Directives =>
1. For the post below about saving pydantic models as JSON, decide whether each statement agrees with it. Answer yes or no, and quote the deciding words from the post.
(a) The Base class configuration forbids extra keyword arguments.
(b) The Container class declares its field with the type SubThing.
(c) The JSON string shows that the thing field was built from a SubThing.
2. In the pydantic post below, what happens when the saved JSON string is loaded into a new Container instance?
3. Carry on the post below about saving pydantic models as JSON, starting after its final sentence.

— Begin Extracted text —

1

I have a simple pydantic model with nested data structures. I want to be able to simply save and load instances of this model as .json file.

All models inherit from a Base class with simple configuration.

class Base(pydantic.BaseModel):
    class Config:
        extra = 'forbid'   # forbid use of extra kwargs

There are some simple data models with inheritance

class Thing(Base):
    thing_id: int

class SubThing(Thing):
    name: str

And a Container class, which holds a Thing

class Container(Base):
    thing: Thing

I can create a Container instance and save it as .json

# make instance of container
c = Container(
    thing = SubThing(
        thing_id=1,
        name='my_thing')
)

json_string = c.json(indent=2)
print(json_string)

"""
{
  "thing": {
    "thing_id": 1,
    "name": "my_thing"
  }
}
"""

but the json string does not specify that the thing field was constructed using a SubThing. As such, when I try to load this string into a new Container instance, I get an error.

— End Extracted text —
— Begin Records provided —

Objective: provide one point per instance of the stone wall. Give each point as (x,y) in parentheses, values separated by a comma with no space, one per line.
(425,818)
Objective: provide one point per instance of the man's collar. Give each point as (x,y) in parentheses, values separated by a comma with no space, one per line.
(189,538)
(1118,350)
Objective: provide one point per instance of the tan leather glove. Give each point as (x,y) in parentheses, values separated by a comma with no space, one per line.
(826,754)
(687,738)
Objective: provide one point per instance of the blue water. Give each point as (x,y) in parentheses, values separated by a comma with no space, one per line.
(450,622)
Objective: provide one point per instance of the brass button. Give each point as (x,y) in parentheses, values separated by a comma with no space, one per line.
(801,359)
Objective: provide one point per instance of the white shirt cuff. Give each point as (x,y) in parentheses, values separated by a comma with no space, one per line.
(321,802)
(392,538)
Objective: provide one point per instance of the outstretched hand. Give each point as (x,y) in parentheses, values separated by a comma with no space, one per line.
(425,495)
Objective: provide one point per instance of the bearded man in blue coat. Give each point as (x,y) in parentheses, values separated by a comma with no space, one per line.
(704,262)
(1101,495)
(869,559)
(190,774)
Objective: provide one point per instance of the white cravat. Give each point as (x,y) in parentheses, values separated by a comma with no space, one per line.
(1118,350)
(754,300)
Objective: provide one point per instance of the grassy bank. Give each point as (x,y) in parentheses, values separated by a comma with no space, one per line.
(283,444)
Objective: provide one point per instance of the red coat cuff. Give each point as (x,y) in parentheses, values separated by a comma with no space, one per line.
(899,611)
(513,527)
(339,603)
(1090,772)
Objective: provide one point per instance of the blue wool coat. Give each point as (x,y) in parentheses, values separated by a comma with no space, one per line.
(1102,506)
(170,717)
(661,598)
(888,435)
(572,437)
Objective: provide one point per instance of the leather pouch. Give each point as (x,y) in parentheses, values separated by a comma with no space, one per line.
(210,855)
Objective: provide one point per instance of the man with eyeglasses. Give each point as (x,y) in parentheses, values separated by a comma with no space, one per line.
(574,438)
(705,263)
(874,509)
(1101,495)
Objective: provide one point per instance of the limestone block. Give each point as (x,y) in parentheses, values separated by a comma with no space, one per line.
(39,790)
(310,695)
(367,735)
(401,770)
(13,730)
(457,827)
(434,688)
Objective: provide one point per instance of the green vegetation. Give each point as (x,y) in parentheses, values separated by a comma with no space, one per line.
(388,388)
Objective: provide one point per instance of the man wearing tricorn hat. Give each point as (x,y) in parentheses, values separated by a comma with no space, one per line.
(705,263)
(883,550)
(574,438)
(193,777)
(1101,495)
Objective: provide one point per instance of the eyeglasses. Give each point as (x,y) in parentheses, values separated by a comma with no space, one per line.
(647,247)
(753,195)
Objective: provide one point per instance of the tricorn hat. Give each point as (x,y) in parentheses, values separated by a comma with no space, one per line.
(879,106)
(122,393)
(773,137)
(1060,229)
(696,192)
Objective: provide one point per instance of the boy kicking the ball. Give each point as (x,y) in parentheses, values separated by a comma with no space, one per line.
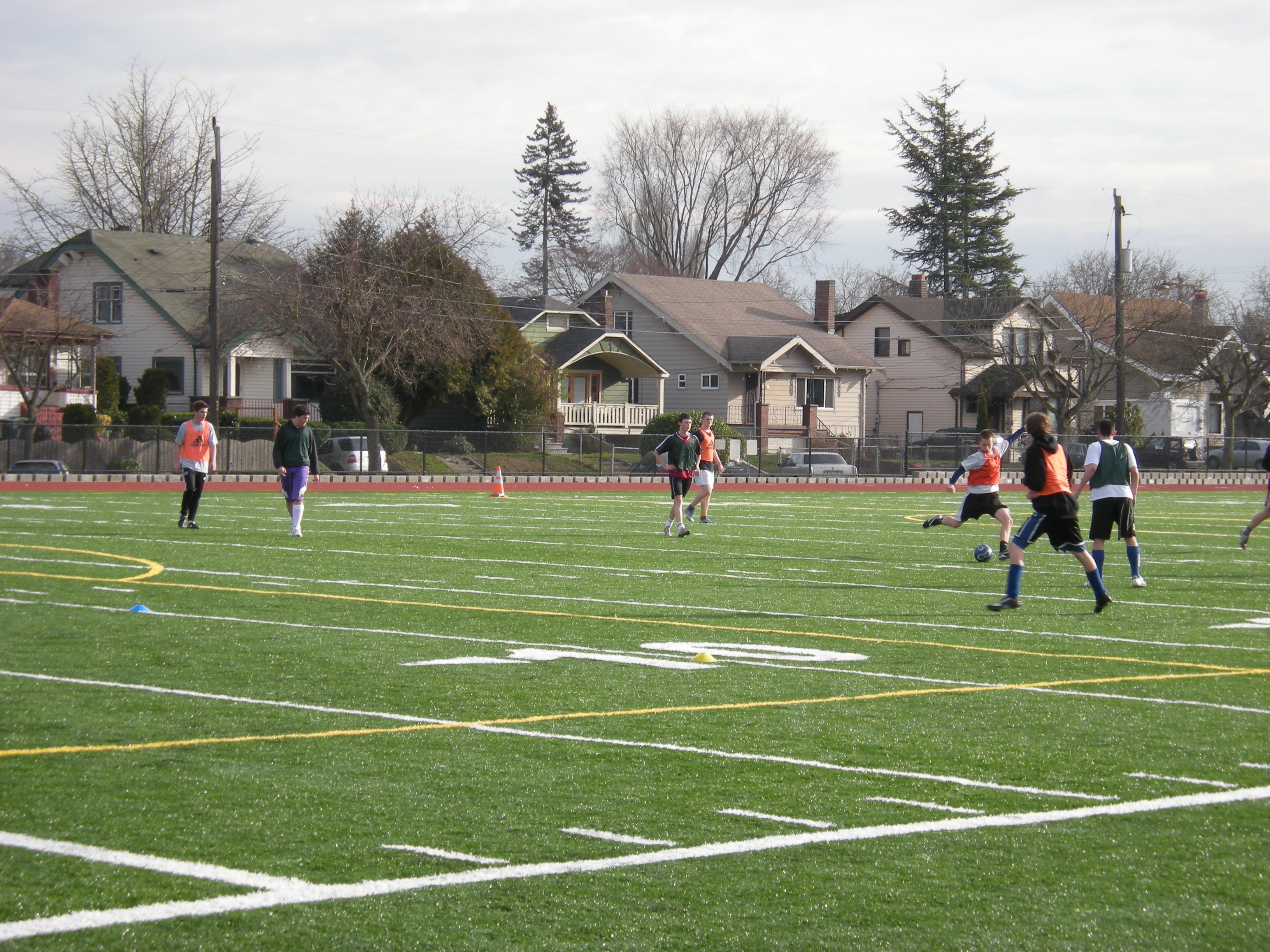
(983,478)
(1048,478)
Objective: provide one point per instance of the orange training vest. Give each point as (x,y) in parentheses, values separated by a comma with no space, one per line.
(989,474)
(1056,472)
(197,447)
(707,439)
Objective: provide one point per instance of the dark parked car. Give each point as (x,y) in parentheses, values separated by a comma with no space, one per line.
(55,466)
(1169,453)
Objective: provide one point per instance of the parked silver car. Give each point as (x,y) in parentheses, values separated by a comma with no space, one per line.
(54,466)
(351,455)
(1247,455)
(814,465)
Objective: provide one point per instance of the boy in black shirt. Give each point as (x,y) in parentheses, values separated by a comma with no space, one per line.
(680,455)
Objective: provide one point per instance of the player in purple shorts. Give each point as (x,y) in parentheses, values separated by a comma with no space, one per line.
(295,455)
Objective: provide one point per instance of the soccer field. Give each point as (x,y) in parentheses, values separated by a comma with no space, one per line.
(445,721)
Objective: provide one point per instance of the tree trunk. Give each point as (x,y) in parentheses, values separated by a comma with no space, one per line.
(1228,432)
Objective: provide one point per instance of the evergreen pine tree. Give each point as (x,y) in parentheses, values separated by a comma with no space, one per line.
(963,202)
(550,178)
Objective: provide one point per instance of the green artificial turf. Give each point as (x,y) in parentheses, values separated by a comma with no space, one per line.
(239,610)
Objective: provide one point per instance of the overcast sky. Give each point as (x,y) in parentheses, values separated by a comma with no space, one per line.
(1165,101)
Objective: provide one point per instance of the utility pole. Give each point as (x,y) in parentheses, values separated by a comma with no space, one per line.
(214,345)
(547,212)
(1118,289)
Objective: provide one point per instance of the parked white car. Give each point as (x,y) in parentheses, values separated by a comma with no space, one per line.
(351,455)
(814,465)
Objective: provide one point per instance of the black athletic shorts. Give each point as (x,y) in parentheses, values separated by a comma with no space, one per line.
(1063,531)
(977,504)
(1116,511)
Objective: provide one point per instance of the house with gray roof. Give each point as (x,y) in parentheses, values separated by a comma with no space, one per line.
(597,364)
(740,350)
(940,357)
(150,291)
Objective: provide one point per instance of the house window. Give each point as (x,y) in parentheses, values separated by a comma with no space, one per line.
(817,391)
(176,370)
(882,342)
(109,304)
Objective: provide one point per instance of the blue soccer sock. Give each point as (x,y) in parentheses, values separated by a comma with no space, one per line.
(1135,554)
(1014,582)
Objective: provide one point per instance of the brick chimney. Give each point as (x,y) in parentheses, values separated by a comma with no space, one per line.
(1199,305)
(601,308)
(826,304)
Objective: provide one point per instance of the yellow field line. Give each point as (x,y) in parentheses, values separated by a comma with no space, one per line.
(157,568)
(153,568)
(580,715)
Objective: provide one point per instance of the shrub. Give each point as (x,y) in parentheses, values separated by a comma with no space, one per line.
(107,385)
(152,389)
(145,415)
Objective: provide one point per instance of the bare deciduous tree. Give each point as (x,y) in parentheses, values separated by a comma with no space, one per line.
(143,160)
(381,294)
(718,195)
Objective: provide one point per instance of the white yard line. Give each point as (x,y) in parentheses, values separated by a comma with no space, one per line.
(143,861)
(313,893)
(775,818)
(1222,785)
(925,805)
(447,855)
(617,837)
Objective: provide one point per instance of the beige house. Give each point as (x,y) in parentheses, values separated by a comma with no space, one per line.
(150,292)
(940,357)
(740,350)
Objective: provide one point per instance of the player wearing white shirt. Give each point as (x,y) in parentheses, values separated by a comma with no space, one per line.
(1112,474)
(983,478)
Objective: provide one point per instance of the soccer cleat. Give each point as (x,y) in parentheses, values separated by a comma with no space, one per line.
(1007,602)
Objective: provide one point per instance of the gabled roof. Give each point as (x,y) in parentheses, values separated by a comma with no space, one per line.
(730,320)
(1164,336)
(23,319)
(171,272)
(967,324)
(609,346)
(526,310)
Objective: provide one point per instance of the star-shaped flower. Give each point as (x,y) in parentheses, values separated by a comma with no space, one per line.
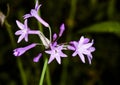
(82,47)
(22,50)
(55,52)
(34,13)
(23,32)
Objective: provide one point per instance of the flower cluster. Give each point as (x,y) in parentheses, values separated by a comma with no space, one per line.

— End Records provided —

The answers =>
1.
(a) Yes: "extra = 'forbid'   # forbid use of extra kwargs"
(b) No: "thing: Thing"
(c) No: "the json string does not specify that the thing field was constructed using a SubThing"

2. An error occurs.

3.
print(c)
"""
Traceback (most recent call last):
  File "...", line 36, in <module>
    c = Container.parse_raw(json_string)
  File "pydantic/main.py", line 601, in pydantic.main.BaseModel.parse_raw
  File "pydantic/main.py", line 578, in pydantic.main.BaseModel.parse_obj
  File "pydantic/main.py", line 406, in pydantic.main.BaseModel.__init__
pydantic.error_wrappers.ValidationError: 1 validation error for Container
thing -> name
  extra fields not permitted (type=value_error.extra)
"""

Is there a simple way to save the Container instance while retaining information about the thing class type such that I can reconstruct the initial Container instance reliably? I would like to avoid pickling the object if possible.

One possible solution is to serialize manually, for example using


def serialize(attr_name, attr_value, dictionary=None):
    if dictionary is None:
        dictionary = {}
    if not isinstance(attr_value, pydantic.BaseModel):
        dictionary[attr_name] = attr_value
    else:
        sub_dictionary = {}
        for (sub_name, sub_value) in attr_value:
            serialize(sub_name, sub_value, dictionary=sub_dictionary)
        dictionary[attr_name] = {type(attr_value).__name__: sub_dictionary}
    return dictionary


c1 = Container(
    container_name='my_container',
    thing=SubThing(
        thing_id=1,
        name='my_thing')
)

from pprint import pprint as print
print(serialize('Container', c1))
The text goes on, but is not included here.